Reproduce every record below exactly as it appears.

SOURCE MATERIAL →

^^^^

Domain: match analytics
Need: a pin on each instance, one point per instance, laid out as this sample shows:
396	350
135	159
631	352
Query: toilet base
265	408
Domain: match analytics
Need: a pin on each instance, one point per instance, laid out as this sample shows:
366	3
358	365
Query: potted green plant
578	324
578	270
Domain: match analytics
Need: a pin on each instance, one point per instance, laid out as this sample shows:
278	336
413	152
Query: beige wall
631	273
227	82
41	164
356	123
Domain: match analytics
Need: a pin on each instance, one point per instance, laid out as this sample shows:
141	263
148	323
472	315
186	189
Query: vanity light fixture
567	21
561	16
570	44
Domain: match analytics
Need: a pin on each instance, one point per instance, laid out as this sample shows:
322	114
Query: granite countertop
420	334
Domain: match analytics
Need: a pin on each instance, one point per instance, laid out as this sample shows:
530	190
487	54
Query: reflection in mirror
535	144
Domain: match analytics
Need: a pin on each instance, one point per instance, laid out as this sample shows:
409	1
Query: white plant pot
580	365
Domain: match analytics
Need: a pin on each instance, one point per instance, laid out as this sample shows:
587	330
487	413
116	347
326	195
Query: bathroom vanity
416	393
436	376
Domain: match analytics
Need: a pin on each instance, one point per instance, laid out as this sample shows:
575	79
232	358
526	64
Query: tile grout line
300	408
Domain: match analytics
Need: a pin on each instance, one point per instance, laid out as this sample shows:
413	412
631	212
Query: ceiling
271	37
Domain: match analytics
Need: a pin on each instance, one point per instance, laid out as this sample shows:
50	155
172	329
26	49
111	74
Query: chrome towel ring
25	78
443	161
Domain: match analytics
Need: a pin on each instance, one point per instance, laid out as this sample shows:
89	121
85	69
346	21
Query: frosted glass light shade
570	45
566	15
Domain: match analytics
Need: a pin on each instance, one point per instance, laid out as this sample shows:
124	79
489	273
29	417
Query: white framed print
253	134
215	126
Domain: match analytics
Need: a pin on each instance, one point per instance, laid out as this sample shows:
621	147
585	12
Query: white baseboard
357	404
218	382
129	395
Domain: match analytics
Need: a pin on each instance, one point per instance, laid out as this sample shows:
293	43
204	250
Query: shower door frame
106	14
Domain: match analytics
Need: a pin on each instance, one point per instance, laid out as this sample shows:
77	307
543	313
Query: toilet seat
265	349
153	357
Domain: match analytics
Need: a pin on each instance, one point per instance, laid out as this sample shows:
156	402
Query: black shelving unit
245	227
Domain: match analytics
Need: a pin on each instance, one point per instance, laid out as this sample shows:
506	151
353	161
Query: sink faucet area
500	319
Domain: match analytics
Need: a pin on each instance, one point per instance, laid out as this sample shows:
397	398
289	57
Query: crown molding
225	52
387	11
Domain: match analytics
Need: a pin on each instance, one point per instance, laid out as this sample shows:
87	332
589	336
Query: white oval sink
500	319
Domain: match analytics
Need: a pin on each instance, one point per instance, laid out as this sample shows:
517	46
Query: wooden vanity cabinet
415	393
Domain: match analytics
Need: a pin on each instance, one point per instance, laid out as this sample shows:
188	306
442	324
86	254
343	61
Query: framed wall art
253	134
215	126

^^^^

RESULT OF THIS EXERCISE →
Domain: match analytics
Need: a pin on each instance, one point per instance, laid out as this sample shows:
396	350
135	159
631	352
Query: toilet base
265	408
Domain: match analytics
Need: a pin on each instance, one point per instance, laid out as this sample shows:
366	3
358	365
Query: potted green plant
578	324
578	270
Domain: match analytics
Need: a pin on each instance, one point per instance, laid out as this sample shows:
278	336
413	152
Query: beige wall
631	273
227	82
41	164
356	123
Domain: match analytics
Need: a pin on each instance, one point per instance, laid out as this sample shows:
141	263
148	323
472	315
186	189
Query: vanity light fixture
567	21
561	16
570	44
Domain: match analytics
Need: a pin on each instance, one point per instance, laid out as this sample shows:
322	114
Query: granite countertop
420	334
Domain: match analytics
Need: a pin on each instance, one point per instance, laid out as this sample shows:
530	190
487	54
Query: reflection in mirror
535	144
Domain: match analytics
Need: a pin on each instance, one point per instance, laid out as this sample shows:
409	1
Query: white plant pot
580	365
Domain: match analytics
Need: a pin on each instance, one point per instance, laid out as this sample shows:
587	330
487	413
116	347
326	195
Query: bathroom vanity
416	393
436	376
Domain: match analytics
Need: a pin on each instance, one point per instance, laid out as this sample shows:
575	79
232	358
526	64
Query: tile grout line
300	408
Domain: match analytics
Need: a pin on each instance, one point per instance, laid out as this sample shows:
413	412
631	212
Query: ceiling
271	37
Domain: match analytics
Need: a pin on each instance, one point per instance, laid out as this sample shows:
50	155
172	329
26	49
111	74
Query: chrome towel ring
25	78
443	161
Domain: match analytics
Need: a pin on each instance, one point per instance, laid out as this sample shows:
89	121
85	69
346	21
Query: frosted glass light shade
570	45
566	15
Domain: match analytics
Need: a pin on each instance, one point per instance, laid out as this sample shows:
124	79
489	273
29	417
Query: white framed print
253	134
215	126
Domain: match analytics
Need: a pin on each instance, one point per instance, laid out as this sample shows:
621	147
585	12
Query: white baseboard
357	404
218	382
129	395
Domain: match analytics
Need: a pin on each instance, one point per instance, laid out as this sample shows:
293	43
204	250
Query: shower door frame
106	14
Domain: match analytics
Need: a pin on each instance, one point per instance, laid out as this sample shows:
77	307
543	313
Query: toilet seat
265	349
153	357
Domain: match analytics
Need: a pin on each instance, one point per instance, laid out as this sample shows:
156	402
Query: black shelving unit
245	227
Domain: match analytics
Need: a pin on each instance, one point per instance, laid out as this sample shows:
506	151
353	161
Query: sink faucet area
500	319
Domain: match analytics
Need: a pin on each instance, one point per instance, laid out as this sample shows:
397	398
289	57
Query: crown molding
225	52
387	11
Domain: match analytics
Need: a pin on each instance, one point per instance, laid out as this sample shows:
87	332
589	336
Query: white oval sink
500	319
Domain: match analytics
Need: a pin on each instance, one point per instance, laid out as this sample shows:
517	46
Query: wooden vanity cabinet
415	393
Domain: match analytics
Need: a pin on each instance, one point per instance, laid out as this sample shows:
188	306
442	324
86	254
343	61
Query: framed wall art
253	134
215	126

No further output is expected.